Required action:
Could you return all of the listing below exactly, please?

Excerpted records:
===
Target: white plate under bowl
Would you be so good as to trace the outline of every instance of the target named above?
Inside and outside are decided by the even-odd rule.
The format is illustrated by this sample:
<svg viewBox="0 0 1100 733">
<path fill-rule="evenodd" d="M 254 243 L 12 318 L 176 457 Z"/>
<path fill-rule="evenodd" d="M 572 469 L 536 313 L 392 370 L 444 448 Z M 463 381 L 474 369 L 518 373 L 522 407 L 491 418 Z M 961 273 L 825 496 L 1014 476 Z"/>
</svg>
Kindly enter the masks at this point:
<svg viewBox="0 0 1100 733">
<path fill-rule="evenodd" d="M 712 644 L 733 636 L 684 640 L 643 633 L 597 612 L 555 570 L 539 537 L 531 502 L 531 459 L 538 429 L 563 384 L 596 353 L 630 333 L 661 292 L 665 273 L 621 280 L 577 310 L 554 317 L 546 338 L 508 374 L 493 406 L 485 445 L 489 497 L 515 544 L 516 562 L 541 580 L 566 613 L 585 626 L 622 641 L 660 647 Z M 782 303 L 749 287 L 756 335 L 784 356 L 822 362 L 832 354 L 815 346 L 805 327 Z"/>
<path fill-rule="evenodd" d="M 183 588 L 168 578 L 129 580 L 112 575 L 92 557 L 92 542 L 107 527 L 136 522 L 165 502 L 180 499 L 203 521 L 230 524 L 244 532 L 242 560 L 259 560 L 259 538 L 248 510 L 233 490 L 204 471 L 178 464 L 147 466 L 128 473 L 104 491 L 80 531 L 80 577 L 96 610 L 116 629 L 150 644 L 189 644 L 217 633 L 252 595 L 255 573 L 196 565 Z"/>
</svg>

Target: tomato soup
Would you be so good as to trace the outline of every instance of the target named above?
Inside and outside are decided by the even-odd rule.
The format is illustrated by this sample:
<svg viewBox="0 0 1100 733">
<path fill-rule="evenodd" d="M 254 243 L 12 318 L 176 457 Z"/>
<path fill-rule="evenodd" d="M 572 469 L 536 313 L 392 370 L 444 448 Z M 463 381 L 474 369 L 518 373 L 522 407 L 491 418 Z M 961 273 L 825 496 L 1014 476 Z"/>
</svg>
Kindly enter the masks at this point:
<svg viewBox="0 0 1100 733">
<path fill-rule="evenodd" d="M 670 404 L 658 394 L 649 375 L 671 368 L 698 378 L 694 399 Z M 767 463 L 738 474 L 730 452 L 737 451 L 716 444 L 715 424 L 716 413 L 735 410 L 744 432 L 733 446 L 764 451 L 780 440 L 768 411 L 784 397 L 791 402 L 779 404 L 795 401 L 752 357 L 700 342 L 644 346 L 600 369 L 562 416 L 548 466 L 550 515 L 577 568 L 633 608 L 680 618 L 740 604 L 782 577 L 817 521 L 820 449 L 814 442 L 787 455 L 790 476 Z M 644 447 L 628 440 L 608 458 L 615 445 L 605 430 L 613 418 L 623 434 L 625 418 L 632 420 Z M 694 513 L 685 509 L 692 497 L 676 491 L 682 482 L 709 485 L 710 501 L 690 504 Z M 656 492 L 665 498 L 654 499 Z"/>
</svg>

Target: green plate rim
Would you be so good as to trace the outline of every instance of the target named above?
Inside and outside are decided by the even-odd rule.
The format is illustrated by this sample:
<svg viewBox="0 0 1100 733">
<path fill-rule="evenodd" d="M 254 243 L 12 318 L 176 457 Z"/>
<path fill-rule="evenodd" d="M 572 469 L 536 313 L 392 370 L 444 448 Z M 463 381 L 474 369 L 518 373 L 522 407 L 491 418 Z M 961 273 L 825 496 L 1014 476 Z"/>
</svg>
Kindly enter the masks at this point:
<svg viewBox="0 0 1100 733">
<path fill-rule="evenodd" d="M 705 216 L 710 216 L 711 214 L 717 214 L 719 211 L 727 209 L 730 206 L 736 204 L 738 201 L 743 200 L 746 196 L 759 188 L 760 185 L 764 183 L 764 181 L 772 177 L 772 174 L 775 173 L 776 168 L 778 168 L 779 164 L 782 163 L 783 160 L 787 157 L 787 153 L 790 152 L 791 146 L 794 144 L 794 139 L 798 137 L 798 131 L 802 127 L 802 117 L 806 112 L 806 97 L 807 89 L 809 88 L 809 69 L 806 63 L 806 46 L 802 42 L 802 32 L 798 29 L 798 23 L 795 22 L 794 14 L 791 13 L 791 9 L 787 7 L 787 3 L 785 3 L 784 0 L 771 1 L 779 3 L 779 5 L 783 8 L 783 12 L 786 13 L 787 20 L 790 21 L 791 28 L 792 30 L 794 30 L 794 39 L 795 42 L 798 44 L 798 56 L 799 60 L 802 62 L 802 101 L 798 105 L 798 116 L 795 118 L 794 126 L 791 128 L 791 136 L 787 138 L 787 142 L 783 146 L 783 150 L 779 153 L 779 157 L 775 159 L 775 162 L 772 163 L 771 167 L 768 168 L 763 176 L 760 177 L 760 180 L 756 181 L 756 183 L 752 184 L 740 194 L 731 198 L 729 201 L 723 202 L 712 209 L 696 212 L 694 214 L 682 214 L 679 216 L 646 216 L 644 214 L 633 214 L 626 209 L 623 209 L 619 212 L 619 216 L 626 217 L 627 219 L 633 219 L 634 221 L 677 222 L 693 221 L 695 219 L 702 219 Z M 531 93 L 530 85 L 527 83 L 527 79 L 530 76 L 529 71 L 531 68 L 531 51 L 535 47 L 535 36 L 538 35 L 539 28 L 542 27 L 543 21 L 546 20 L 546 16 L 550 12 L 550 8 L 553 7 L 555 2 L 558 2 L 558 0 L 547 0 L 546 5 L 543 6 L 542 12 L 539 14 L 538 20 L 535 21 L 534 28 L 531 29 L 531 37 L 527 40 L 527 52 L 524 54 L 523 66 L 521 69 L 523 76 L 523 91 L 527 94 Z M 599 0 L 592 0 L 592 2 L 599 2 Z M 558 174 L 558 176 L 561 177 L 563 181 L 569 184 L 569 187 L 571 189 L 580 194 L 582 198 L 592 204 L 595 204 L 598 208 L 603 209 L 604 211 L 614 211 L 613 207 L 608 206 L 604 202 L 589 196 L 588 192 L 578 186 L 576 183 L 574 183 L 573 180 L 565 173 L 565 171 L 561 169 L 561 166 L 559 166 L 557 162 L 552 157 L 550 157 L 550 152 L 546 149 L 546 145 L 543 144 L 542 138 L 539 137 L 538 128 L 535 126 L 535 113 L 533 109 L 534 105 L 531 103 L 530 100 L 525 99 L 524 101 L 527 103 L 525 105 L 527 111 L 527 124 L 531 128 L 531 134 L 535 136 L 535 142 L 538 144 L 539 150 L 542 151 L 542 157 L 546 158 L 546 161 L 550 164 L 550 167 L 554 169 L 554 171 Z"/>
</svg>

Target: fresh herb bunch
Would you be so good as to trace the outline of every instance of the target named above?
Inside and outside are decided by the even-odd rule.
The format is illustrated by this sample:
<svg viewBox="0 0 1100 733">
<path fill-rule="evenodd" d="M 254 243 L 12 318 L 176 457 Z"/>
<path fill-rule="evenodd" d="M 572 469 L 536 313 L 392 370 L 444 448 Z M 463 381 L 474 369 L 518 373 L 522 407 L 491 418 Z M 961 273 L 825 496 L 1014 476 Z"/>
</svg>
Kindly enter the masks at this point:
===
Solution to this task:
Target: white plate under bowl
Would you be so good as to trace the outline of every instance of the target named above?
Inside and outside are decided by the even-odd rule.
The format is illustrated by this sample:
<svg viewBox="0 0 1100 733">
<path fill-rule="evenodd" d="M 254 243 L 12 318 L 176 457 Z"/>
<path fill-rule="evenodd" d="M 572 469 L 536 313 L 392 370 L 444 448 Z M 463 381 L 474 369 L 518 373 L 522 407 L 491 418 Z M 961 273 L 825 496 L 1014 476 Z"/>
</svg>
Kindly enter the masks at this point:
<svg viewBox="0 0 1100 733">
<path fill-rule="evenodd" d="M 712 644 L 733 636 L 684 640 L 643 633 L 597 612 L 555 570 L 539 537 L 531 502 L 531 459 L 538 429 L 563 384 L 596 353 L 630 333 L 661 292 L 665 273 L 621 280 L 577 310 L 554 317 L 546 338 L 508 374 L 493 406 L 485 445 L 489 497 L 515 544 L 516 562 L 541 580 L 566 613 L 585 626 L 622 641 L 660 647 Z M 782 303 L 749 287 L 756 335 L 784 356 L 822 362 L 832 354 L 815 346 L 805 327 Z"/>
<path fill-rule="evenodd" d="M 183 588 L 168 578 L 129 580 L 112 575 L 92 557 L 92 542 L 107 527 L 136 522 L 165 502 L 180 499 L 203 521 L 230 524 L 244 532 L 242 560 L 259 560 L 259 538 L 248 510 L 233 490 L 204 471 L 178 464 L 147 466 L 128 473 L 104 491 L 80 531 L 80 577 L 96 610 L 116 629 L 150 644 L 189 644 L 217 633 L 252 595 L 255 573 L 196 565 Z"/>
</svg>

Target: tomato soup
Would you be so good as to trace the outline of every instance of the target named above?
Inside and outside are decided by the even-odd rule.
The format is illustrated by this sample:
<svg viewBox="0 0 1100 733">
<path fill-rule="evenodd" d="M 254 243 L 12 318 L 176 457 Z"/>
<path fill-rule="evenodd" d="M 572 469 L 536 313 L 392 370 L 444 448 Z M 463 381 L 474 369 L 518 373 L 522 407 L 491 418 Z M 961 273 L 825 496 L 1014 476 Z"/>
</svg>
Kindly enter the masks at this point:
<svg viewBox="0 0 1100 733">
<path fill-rule="evenodd" d="M 670 404 L 658 394 L 649 375 L 671 368 L 698 378 L 694 399 Z M 767 463 L 738 474 L 730 452 L 737 451 L 716 444 L 715 424 L 716 413 L 735 410 L 744 432 L 733 446 L 764 451 L 780 440 L 768 411 L 784 397 L 791 402 L 779 404 L 795 401 L 752 357 L 700 342 L 644 346 L 600 369 L 562 416 L 548 466 L 550 515 L 577 568 L 633 608 L 680 618 L 740 604 L 782 577 L 817 521 L 820 449 L 814 442 L 787 455 L 790 476 Z M 644 447 L 628 440 L 608 458 L 615 445 L 605 430 L 613 418 L 623 434 L 625 418 L 632 420 Z M 694 513 L 685 509 L 692 497 L 676 491 L 682 482 L 709 485 L 710 501 L 690 504 Z M 656 492 L 665 498 L 654 499 Z"/>
</svg>

Target: green plate rim
Would you be so good as to trace the outline of every instance of the target named above?
Inside and outside are decided by the even-odd rule.
The format is illustrated by this sample:
<svg viewBox="0 0 1100 733">
<path fill-rule="evenodd" d="M 254 243 L 12 318 L 176 457 Z"/>
<path fill-rule="evenodd" d="M 572 469 L 536 313 L 392 370 L 444 448 Z M 463 381 L 474 369 L 518 373 L 522 407 L 491 418 Z M 961 273 L 825 496 L 1014 476 Z"/>
</svg>
Kindly enter the masks at this point:
<svg viewBox="0 0 1100 733">
<path fill-rule="evenodd" d="M 705 216 L 710 216 L 711 214 L 717 214 L 719 211 L 727 209 L 730 206 L 736 204 L 738 201 L 743 200 L 746 196 L 759 188 L 760 185 L 764 183 L 764 181 L 772 177 L 772 174 L 775 173 L 776 168 L 778 168 L 779 164 L 782 163 L 783 160 L 787 157 L 787 153 L 790 152 L 791 146 L 794 144 L 794 139 L 798 137 L 798 131 L 802 127 L 802 117 L 806 112 L 806 97 L 807 89 L 809 88 L 809 69 L 806 63 L 806 46 L 802 42 L 802 32 L 798 29 L 798 23 L 795 22 L 794 14 L 791 13 L 791 9 L 787 7 L 787 3 L 785 3 L 784 0 L 771 1 L 779 3 L 779 5 L 783 8 L 783 12 L 786 13 L 787 20 L 790 21 L 791 28 L 792 30 L 794 30 L 794 39 L 795 42 L 798 44 L 798 56 L 799 60 L 802 62 L 802 101 L 798 105 L 798 116 L 795 118 L 794 126 L 791 128 L 791 136 L 787 138 L 787 142 L 783 146 L 783 150 L 779 153 L 779 157 L 775 159 L 775 162 L 772 163 L 771 167 L 768 168 L 763 176 L 760 177 L 760 180 L 756 181 L 756 183 L 752 184 L 740 194 L 731 198 L 729 201 L 723 202 L 712 209 L 696 212 L 694 214 L 682 214 L 679 216 L 646 216 L 644 214 L 633 214 L 626 209 L 623 209 L 619 212 L 619 216 L 626 217 L 627 219 L 633 219 L 634 221 L 677 222 L 693 221 L 695 219 L 702 219 Z M 531 93 L 530 85 L 527 83 L 527 79 L 530 76 L 529 71 L 531 68 L 531 51 L 535 47 L 535 36 L 538 35 L 539 28 L 542 27 L 543 21 L 546 20 L 546 16 L 550 12 L 550 8 L 553 7 L 555 2 L 558 2 L 558 0 L 547 0 L 546 5 L 543 6 L 542 12 L 539 14 L 538 20 L 535 21 L 534 28 L 531 29 L 531 37 L 527 40 L 527 52 L 524 54 L 523 66 L 521 69 L 523 76 L 523 91 L 527 94 Z M 599 0 L 592 0 L 592 2 L 599 2 Z M 558 174 L 558 176 L 561 177 L 563 181 L 569 184 L 569 187 L 571 189 L 580 194 L 582 198 L 592 204 L 595 204 L 598 208 L 603 209 L 604 211 L 614 211 L 613 207 L 608 206 L 604 202 L 589 196 L 588 192 L 578 186 L 576 183 L 574 183 L 573 180 L 565 173 L 565 171 L 561 169 L 561 166 L 559 166 L 557 162 L 552 157 L 550 157 L 550 152 L 546 149 L 546 145 L 543 144 L 542 138 L 539 137 L 538 128 L 535 126 L 535 113 L 533 109 L 534 105 L 531 103 L 530 100 L 525 99 L 524 101 L 527 103 L 525 105 L 527 111 L 527 124 L 531 128 L 531 134 L 535 136 L 535 142 L 538 144 L 539 150 L 542 151 L 542 157 L 546 158 L 546 161 L 550 164 L 550 167 L 554 169 L 554 171 Z"/>
</svg>

Target: fresh herb bunch
Would you be so good as to trace the outline of every instance of the target named above?
Inside and outside are decided by the even-odd rule.
The format is illustrated by this sample:
<svg viewBox="0 0 1100 733">
<path fill-rule="evenodd" d="M 254 243 L 12 318 L 176 457 Z"/>
<path fill-rule="evenodd" d="M 572 469 L 536 313 L 392 370 L 444 448 Z M 463 381 L 474 369 L 518 373 L 522 407 L 491 418 Z M 961 273 L 825 496 L 1014 476 Z"/>
</svg>
Kindly enter the masks at this point:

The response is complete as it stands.